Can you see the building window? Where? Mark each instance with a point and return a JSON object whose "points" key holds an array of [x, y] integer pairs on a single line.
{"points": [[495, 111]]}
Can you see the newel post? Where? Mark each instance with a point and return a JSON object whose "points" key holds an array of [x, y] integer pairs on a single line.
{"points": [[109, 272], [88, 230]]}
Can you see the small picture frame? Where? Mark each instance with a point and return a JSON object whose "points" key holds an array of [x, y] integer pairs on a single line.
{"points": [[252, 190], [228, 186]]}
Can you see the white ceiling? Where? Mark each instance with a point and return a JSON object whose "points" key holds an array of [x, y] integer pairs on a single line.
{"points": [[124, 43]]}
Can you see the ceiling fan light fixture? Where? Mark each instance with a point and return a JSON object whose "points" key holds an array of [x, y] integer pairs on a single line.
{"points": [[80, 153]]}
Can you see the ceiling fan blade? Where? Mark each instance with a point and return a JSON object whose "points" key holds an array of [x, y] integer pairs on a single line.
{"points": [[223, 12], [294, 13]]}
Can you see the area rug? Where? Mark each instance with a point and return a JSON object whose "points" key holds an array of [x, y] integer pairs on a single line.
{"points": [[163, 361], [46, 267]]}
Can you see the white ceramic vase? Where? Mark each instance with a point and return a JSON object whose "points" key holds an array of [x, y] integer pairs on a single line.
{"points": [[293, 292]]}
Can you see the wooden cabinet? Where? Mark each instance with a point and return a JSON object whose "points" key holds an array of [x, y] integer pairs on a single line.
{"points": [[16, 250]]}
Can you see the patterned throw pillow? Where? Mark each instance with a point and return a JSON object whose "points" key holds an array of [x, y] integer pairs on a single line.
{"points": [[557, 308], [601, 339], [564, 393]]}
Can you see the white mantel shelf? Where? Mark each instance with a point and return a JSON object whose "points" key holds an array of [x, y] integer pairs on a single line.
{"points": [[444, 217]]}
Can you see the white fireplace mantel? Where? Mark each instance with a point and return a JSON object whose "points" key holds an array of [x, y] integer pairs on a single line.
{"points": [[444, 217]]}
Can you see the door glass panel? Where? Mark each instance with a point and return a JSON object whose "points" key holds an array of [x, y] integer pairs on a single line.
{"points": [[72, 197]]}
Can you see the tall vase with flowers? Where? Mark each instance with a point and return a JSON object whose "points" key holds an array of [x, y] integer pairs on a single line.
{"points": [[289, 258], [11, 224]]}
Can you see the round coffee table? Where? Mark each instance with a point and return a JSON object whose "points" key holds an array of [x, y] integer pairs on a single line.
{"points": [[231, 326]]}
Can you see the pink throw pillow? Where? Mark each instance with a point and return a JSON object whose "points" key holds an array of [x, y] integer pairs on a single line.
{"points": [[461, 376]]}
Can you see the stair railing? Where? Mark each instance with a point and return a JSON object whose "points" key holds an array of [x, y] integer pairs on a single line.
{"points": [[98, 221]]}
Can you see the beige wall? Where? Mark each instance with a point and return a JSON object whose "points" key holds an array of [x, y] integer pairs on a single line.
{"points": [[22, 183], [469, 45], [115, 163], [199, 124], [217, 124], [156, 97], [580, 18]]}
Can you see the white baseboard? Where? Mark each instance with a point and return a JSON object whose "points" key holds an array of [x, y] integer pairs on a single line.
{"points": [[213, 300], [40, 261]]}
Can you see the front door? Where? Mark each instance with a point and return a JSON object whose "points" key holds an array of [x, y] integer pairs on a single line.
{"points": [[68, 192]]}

###

== GOAL OF THE EXERCISE ==
Copy out the listing above, switching "Mark each instance" to "Mark every instance" wherever it appears and leaving everything else unchanged.

== TASK OUTPUT ==
Can you see the building window? Where? Mark every instance with a point and return a JSON object whose "points" key holds an array of [x, y] integer pairs on a single line.
{"points": [[495, 111]]}
Can you see the newel post? Where? Mark every instance with a point and return a JSON object whose "points" key holds an array of [x, y] integer pairs on a single line.
{"points": [[109, 272], [88, 230]]}
Can you see the small picture frame? Where? Mark every instance with a point and return a JSON object whose "points" key holds an array of [x, y] integer pairs on a single line.
{"points": [[252, 190], [228, 186]]}
Can you see the white ceiling? Where? Mark every instance with a point and return a JSON object whose "points" key holds an array of [x, y] integer pairs on a single line.
{"points": [[124, 43]]}
Can you see the ceiling fan light fixture? Where? Mark every instance with a point and return a JSON object whose "points" key holds an array of [x, y] integer pairs on a single line.
{"points": [[80, 153]]}
Can you see the ceiling fan blade? Where? Mark every instance with a point and return a JSON object whose "points" key holds an array of [x, y] integer pairs on a single line.
{"points": [[223, 12], [294, 13]]}
Can you see the area rug? Where? Mark every instance with a point and return a JSON object whose "points" key holds an array of [x, y] integer pairs on a single line.
{"points": [[163, 361], [46, 267]]}
Can you see the white ceramic vase? Where? Mark every instance with a point and return a JSON object whose "points" key holds an array of [x, y] integer pairs on a single line.
{"points": [[293, 292]]}
Can you see the wooden cabinet? Where? Mark every instance with a point and return a JSON object whose "points" key holds an array of [x, y] integer pairs on a single line.
{"points": [[16, 250]]}
Can you see the patterned throw pillow? Where? Mark every instance with a point and return a JSON object whose "points" key holds an array of [x, y] integer pairs on a single line.
{"points": [[557, 308], [601, 339], [564, 393]]}
Can you see the white mantel shelf? Where? Mark every instance with a point and return a JSON object whose "points" key holds an array of [x, y] integer pairs on a single line.
{"points": [[444, 217]]}
Can you see the white fireplace mantel? Where? Mark every instance with a point and return a JSON object whose "points" key holds an array of [x, y] integer pairs on a single line.
{"points": [[444, 217]]}
Can you see the door glass panel? Where? Mark every instance with a point and return a JSON object whose "points" key holds an array of [x, y] integer pairs on a single line.
{"points": [[72, 197]]}
Can you see the tall vase with flowers? Where? Mark every instance with a point and return a JSON object whose "points" key holds an array of [x, y] integer pairs on a single line.
{"points": [[289, 258], [11, 224]]}
Can you see the round coffee table? Where? Mark every instance with a point and return a JSON object whose "points" key holds an array of [x, y] integer pairs on a single line.
{"points": [[231, 326]]}
Can you see the pink throw pillow? Where? Mark every instance with a point and return a JSON object whose "points" key holds an array of [x, y] integer pairs on a single line.
{"points": [[461, 376]]}
Can you see the stair railing? Where? Mark every instance with a point and return a JSON object whose "points" key holds an array of [x, y] integer pairs on a single line.
{"points": [[98, 221]]}
Can you see the beige wall? Where? Mark every instance with a point and return a JSON object whose "points" key holds an array of [x, y] integer pairs on a single line.
{"points": [[22, 183], [469, 45], [115, 163], [199, 124], [217, 124], [156, 97], [580, 18]]}
Can you see the white baseboard? Where? Mark every instance with a point and return a JSON object whose "points" key holds an array of [x, y] integer pairs on a single line.
{"points": [[213, 300], [40, 261]]}
Can you see the front door? Where? Mark every instance with a point and return a JSON object whose "points" key holds an array of [x, y] integer pairs on a single line.
{"points": [[68, 192]]}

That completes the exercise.